Minister for Religious Affairs David Azulai (Shas) has denied a flurry of media reports that he intends to relinquish his Knesset seat to someone else in order to help the coalition muster a majority to pass the bill regulating minimarkets on Shabbos, according to Arutz Sheva.
It was said that while the ailing Azoulay cannot go to the Knesset to participate in voting, his son Yinon Azoulay would take his place as a member of Knesset so that the coalition would not be deprived of his vote. The minister’s absence due to hospitalization this week was one of the reasons the chareidi parties asked to postpone the voting until next week.
But Azulai said on Thursday night that “there is no truth to the rumor of my pending resignation from the Knesset. I am in constant touch with Shas head Aryeh Deri, and we are fully coordinated.
“I intend to reach all of the votes next week in the Knesset. Journalists are expected to make minimal investigations before they publish information which is baseless.”

- Problems to work on
• A. Answer these questions using the report on David Azulai's denial, giving each reply on its own line:
(i) What bill did the coalition need a majority to pass?
(ii) Who was said to be taking the minister's place as a member of Knesset?
(iii) With whom does Azulai say he is in constant touch?
• B. Pick up the report on David Azulai's denial after its last sentence and carry it on for a few more sentences.

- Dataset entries
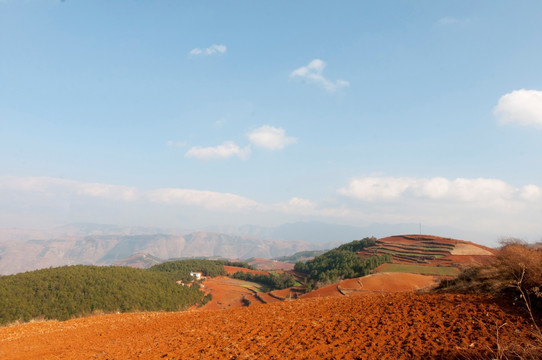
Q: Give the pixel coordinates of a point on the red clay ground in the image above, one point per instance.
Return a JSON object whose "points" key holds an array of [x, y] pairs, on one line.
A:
{"points": [[380, 282], [228, 293], [268, 264], [388, 326], [234, 269]]}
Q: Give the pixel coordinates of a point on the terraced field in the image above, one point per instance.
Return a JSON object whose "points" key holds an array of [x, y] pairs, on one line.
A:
{"points": [[425, 254]]}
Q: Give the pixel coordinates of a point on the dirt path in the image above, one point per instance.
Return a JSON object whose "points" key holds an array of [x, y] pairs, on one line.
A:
{"points": [[389, 326]]}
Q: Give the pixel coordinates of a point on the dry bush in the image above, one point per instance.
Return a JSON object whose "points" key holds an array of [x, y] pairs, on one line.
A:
{"points": [[515, 274]]}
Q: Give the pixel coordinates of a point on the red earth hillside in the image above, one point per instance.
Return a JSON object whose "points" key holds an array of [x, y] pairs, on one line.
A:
{"points": [[384, 326], [427, 254]]}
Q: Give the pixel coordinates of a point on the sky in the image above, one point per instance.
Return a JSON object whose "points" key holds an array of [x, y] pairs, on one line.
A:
{"points": [[197, 113]]}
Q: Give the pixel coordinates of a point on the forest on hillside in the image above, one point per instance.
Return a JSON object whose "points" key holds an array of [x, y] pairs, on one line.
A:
{"points": [[342, 262], [66, 292]]}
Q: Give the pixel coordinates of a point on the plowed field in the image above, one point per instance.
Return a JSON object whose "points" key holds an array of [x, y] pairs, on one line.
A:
{"points": [[388, 326]]}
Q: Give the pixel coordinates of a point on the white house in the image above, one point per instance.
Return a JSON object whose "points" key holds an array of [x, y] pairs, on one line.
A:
{"points": [[196, 275]]}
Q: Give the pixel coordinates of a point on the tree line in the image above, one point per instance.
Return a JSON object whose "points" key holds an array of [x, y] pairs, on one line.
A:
{"points": [[341, 263], [70, 291]]}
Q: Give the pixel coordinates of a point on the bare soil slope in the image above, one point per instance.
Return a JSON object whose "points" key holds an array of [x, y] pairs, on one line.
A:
{"points": [[389, 326]]}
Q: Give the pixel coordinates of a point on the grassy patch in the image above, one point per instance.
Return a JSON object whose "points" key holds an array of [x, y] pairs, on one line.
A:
{"points": [[420, 269]]}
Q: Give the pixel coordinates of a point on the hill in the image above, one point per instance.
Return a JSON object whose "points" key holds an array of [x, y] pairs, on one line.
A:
{"points": [[65, 292], [427, 254], [106, 248]]}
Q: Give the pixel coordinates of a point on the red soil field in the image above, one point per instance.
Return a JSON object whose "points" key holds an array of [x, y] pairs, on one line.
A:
{"points": [[380, 282], [383, 326], [268, 264], [227, 293], [234, 269]]}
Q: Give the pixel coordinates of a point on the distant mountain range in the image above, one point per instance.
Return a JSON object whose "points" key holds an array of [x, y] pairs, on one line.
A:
{"points": [[105, 244], [109, 244]]}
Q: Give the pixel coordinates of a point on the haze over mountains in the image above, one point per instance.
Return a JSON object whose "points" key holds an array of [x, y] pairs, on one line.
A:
{"points": [[105, 244]]}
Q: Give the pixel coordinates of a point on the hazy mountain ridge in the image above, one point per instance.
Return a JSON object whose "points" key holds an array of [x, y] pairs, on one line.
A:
{"points": [[19, 256]]}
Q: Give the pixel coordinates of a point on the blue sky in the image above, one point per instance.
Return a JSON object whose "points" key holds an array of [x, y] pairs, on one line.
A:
{"points": [[187, 114]]}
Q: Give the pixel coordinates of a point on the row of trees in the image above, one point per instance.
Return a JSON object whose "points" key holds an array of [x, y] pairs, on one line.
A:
{"points": [[272, 281], [70, 291], [341, 263], [181, 269]]}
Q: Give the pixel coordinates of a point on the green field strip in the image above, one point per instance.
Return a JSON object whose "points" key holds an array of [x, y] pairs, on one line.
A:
{"points": [[420, 269]]}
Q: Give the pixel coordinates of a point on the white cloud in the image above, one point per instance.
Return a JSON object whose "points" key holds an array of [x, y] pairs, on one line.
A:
{"points": [[206, 199], [223, 151], [523, 107], [270, 137], [211, 50], [178, 144], [531, 192], [448, 20], [486, 191], [313, 73]]}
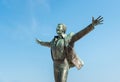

- Answers for each item
• A.
(i) The bill regulating minimarkets on Shabbos.
(ii) His son, Yinon Azoulay.
(iii) Shas head Aryeh Deri.

• B.
Meanwhile, municipalities have been using the interim to try to pass bylaws allowing minimarkets to open on Shabbos, hoping that the law giving the interior minister authority to override them will not take effect until after passage.
Givatayim passed a bylaw to permit businesses to open on Shabbos, the latest to join Tel Aviv this week.
However, Bat Yam fought off a Meretz proposal in the city council to do the same on Wednesday. Deputy mayor Rafael Baranes took it off the agenda, saying that “Bat Yam is not Tel Aviv or Givatayim. Here we will not discuss such stupid proposals,” Arutz Sheva quoted him as saying.